Problem details
List every line in the rows that contains the string "white", matching case exactly.

Exercise data
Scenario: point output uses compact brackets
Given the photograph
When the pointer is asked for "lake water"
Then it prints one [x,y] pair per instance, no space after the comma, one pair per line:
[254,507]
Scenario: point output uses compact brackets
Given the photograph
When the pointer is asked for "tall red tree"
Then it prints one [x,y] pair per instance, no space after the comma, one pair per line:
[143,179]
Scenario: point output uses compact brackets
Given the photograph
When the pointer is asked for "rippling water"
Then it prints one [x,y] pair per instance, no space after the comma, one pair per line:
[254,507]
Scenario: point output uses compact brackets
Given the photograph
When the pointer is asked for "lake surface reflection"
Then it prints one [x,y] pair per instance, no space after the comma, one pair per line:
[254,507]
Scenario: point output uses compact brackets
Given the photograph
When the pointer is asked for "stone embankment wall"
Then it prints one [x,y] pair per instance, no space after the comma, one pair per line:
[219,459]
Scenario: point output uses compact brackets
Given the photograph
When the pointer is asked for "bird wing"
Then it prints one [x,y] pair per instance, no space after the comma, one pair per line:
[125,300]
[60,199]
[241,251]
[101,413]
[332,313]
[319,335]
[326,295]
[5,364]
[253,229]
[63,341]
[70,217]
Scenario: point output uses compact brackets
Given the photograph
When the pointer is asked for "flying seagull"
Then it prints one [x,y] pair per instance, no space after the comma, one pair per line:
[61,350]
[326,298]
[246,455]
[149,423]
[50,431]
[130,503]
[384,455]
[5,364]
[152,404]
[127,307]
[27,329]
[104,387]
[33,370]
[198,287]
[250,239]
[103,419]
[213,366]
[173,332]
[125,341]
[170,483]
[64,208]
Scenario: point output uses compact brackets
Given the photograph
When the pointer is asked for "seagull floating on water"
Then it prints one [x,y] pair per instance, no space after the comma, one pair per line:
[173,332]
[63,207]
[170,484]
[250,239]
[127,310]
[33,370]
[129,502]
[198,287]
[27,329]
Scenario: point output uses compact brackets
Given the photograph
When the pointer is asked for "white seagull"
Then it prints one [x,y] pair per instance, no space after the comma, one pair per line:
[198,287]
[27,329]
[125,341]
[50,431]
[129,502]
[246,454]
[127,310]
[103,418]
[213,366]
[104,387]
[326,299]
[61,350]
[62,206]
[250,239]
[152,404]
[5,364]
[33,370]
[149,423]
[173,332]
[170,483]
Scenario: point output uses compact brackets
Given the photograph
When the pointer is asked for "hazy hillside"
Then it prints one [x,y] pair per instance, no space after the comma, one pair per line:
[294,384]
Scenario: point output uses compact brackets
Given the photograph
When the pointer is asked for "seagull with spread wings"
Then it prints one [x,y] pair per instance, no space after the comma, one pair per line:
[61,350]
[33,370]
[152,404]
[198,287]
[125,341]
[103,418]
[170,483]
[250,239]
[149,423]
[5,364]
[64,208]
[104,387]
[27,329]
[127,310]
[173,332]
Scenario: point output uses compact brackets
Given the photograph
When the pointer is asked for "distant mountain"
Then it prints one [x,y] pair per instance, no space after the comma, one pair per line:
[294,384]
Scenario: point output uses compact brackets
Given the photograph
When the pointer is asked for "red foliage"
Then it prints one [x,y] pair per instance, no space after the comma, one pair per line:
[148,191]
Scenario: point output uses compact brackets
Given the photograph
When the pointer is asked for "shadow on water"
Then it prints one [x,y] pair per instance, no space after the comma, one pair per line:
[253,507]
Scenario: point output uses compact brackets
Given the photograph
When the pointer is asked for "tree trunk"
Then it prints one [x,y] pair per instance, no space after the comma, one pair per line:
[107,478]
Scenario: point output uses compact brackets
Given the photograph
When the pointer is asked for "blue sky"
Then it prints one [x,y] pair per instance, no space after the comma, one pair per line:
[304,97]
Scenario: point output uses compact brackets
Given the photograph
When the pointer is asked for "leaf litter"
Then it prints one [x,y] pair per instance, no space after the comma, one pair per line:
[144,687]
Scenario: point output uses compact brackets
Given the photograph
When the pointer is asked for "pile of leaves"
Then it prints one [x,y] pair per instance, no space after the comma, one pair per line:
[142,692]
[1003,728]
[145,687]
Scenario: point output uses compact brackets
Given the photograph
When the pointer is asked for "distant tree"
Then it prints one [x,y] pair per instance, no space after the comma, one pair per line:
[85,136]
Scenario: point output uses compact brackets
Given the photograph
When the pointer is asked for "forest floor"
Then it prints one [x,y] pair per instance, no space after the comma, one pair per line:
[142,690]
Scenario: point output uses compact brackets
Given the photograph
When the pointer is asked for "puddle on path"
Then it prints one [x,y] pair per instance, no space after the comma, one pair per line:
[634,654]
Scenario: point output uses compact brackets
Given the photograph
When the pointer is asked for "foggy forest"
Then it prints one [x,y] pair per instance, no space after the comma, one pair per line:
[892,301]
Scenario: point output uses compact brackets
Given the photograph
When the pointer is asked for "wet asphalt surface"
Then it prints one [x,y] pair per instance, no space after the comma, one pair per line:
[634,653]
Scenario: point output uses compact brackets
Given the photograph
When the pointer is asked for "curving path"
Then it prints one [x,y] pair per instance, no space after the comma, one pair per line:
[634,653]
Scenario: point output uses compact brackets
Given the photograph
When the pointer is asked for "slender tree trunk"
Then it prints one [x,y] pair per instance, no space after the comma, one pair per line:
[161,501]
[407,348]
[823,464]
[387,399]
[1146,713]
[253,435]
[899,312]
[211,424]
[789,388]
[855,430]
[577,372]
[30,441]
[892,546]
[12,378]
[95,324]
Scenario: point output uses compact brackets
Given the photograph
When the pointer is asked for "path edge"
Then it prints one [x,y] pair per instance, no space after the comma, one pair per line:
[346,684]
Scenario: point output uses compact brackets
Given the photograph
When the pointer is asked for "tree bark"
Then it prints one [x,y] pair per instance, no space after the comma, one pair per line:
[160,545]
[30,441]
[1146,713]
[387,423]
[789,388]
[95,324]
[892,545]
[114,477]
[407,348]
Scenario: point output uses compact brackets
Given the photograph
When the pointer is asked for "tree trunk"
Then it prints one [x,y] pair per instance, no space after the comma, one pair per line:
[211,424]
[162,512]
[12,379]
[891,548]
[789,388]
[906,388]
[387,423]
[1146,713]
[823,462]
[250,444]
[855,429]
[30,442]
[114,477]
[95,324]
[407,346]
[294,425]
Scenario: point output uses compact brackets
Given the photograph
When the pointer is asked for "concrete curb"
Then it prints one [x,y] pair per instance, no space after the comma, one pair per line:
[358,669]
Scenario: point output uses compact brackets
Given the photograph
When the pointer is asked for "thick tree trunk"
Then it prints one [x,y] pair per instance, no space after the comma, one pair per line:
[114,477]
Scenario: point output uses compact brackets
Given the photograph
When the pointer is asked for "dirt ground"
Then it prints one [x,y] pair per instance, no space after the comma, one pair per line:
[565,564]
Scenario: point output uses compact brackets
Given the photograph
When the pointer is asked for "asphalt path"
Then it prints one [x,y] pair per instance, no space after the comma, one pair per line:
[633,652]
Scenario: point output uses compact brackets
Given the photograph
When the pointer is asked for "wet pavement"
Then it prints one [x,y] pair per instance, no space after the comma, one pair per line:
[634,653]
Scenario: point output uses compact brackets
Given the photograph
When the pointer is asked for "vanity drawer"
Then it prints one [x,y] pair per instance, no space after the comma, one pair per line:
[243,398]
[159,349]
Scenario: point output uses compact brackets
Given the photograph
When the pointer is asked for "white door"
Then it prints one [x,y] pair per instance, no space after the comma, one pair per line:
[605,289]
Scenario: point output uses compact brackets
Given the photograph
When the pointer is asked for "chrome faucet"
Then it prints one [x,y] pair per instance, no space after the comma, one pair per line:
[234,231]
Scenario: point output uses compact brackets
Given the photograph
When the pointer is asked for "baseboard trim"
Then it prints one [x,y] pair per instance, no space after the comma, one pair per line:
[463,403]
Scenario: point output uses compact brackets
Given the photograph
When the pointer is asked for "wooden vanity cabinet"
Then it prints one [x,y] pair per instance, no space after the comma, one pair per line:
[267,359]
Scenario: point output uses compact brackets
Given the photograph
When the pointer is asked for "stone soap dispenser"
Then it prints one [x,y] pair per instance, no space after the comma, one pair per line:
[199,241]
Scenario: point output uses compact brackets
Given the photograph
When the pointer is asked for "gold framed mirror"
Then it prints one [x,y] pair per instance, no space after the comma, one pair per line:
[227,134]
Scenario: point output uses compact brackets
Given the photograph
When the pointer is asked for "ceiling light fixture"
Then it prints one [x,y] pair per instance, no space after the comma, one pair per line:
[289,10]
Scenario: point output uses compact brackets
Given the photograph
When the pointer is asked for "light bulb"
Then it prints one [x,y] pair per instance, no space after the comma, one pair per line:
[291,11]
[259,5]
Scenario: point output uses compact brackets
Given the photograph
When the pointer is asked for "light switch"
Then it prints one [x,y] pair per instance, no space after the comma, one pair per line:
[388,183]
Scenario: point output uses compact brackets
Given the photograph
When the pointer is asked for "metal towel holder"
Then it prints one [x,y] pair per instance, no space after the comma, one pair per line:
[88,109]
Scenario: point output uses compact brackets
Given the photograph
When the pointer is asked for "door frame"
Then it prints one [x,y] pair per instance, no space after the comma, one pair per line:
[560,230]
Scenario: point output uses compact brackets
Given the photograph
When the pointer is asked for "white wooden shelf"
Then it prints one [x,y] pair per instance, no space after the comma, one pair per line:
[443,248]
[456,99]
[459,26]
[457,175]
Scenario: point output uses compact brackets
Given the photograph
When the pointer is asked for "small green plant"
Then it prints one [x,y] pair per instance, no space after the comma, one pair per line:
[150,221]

Exercise answer
When the pointer is asked for "white seagull"
When the pointer is asked for "white door"
When the pointer is asked for "white wooden shelf"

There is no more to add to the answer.